▶ [WHAT IS EXPECTED]:
Using the data below, return every line that holds the word "target".

**********

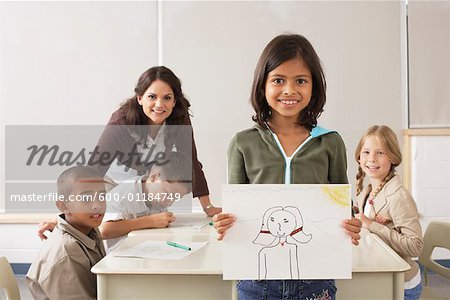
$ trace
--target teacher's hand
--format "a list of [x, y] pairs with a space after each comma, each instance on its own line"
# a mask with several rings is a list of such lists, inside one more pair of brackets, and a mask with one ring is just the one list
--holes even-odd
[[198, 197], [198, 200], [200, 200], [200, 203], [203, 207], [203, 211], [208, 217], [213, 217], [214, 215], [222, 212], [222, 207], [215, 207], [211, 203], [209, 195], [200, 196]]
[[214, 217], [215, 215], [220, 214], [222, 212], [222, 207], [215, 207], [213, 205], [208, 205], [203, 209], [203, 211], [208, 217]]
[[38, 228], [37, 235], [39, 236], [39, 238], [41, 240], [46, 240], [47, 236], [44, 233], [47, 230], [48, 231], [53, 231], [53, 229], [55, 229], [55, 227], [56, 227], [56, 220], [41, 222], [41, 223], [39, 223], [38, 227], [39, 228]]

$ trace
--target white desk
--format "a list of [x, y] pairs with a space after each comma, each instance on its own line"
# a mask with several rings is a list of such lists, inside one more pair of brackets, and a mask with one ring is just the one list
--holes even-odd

**********

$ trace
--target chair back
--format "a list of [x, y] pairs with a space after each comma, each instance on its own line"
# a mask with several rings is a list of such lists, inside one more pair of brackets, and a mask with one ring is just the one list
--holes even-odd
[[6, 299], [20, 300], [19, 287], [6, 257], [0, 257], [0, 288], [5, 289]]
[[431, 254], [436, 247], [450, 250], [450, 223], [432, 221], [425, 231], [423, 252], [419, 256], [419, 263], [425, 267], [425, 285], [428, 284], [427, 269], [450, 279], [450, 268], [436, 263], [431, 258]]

**********

▶ [FINAL ANSWER]:
--target teacher's hand
--target white desk
--target chair back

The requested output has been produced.